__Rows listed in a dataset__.
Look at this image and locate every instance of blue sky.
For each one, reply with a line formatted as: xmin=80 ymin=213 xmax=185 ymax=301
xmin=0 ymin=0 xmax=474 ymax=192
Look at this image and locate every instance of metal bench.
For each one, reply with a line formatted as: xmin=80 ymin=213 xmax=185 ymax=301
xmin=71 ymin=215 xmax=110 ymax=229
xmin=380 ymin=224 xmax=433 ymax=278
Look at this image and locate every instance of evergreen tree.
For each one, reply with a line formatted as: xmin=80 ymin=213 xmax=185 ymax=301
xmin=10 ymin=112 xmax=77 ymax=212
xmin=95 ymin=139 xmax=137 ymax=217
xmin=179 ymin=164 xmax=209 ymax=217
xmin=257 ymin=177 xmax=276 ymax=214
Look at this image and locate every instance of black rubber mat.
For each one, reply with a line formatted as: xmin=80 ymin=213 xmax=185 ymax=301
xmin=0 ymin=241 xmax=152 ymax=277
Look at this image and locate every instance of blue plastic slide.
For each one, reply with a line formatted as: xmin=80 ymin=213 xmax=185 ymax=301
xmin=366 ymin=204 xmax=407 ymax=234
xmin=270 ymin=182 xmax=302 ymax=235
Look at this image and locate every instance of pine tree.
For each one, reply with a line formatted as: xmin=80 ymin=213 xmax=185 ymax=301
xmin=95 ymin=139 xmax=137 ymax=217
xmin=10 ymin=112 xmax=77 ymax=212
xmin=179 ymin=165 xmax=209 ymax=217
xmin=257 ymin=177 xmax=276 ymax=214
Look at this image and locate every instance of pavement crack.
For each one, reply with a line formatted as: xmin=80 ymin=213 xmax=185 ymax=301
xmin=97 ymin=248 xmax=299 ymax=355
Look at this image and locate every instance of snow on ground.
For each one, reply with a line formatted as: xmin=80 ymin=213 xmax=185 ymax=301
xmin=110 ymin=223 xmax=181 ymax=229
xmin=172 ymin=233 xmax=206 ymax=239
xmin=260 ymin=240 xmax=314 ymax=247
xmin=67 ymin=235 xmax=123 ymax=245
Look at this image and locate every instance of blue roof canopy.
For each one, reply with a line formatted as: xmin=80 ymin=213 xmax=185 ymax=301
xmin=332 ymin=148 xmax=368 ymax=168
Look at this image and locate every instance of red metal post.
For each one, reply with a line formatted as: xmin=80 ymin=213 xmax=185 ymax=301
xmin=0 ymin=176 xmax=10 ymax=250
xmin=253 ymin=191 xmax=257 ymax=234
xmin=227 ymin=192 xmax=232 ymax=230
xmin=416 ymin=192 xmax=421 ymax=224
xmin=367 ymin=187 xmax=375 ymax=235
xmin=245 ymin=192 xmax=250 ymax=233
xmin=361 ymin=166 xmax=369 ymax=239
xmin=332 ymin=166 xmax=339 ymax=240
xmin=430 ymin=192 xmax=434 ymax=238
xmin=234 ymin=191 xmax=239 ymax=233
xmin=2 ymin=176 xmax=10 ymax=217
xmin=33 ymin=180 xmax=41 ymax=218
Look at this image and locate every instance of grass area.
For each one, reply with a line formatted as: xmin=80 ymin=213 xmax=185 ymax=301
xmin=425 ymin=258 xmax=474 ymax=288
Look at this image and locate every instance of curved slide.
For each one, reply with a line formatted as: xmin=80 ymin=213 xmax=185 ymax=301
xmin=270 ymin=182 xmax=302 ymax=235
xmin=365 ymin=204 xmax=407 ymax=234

__What the task requires__. Can you quote, word for word, the rows from the line containing "Look at this image and locate every instance of metal" through the line containing "xmin=332 ymin=148 xmax=368 ymax=168", including both of those lines?

__The response__.
Look at this image and locate every instance of metal bench.
For each one, reply with a line formatted as: xmin=80 ymin=213 xmax=185 ymax=301
xmin=71 ymin=215 xmax=110 ymax=229
xmin=380 ymin=224 xmax=433 ymax=278
Look at this image and locate every instance of evergreen tree.
For each one, reply with a line formatted as: xmin=80 ymin=213 xmax=185 ymax=301
xmin=10 ymin=112 xmax=77 ymax=212
xmin=95 ymin=139 xmax=137 ymax=217
xmin=179 ymin=164 xmax=209 ymax=217
xmin=257 ymin=177 xmax=276 ymax=214
Look at this image and locate every instance of black rubber mat.
For each one, reply with a line formatted as: xmin=80 ymin=213 xmax=185 ymax=301
xmin=0 ymin=241 xmax=152 ymax=277
Look at this image and locate every instance of blue plastic slide.
For each one, reply with a line formatted as: xmin=80 ymin=213 xmax=185 ymax=301
xmin=366 ymin=204 xmax=407 ymax=234
xmin=270 ymin=182 xmax=302 ymax=235
Look at this image and locate every instance of pine tree.
For each one, reply with a line formatted as: xmin=80 ymin=213 xmax=185 ymax=301
xmin=95 ymin=139 xmax=137 ymax=217
xmin=10 ymin=112 xmax=77 ymax=212
xmin=179 ymin=165 xmax=209 ymax=217
xmin=257 ymin=177 xmax=276 ymax=214
Look at this image and locate every instance of pavement crack.
For each one, reply with a line formatted as: xmin=80 ymin=213 xmax=185 ymax=301
xmin=97 ymin=248 xmax=299 ymax=355
Look at this image and locate every instance of snow on ground.
For each one, reply with a line formatted as: xmin=80 ymin=213 xmax=185 ymax=301
xmin=110 ymin=223 xmax=181 ymax=229
xmin=172 ymin=233 xmax=206 ymax=239
xmin=260 ymin=240 xmax=314 ymax=247
xmin=67 ymin=235 xmax=123 ymax=245
Look at this image and locate every instance of blue roof canopy.
For each one, reply with a line formatted as: xmin=80 ymin=213 xmax=185 ymax=301
xmin=332 ymin=148 xmax=368 ymax=168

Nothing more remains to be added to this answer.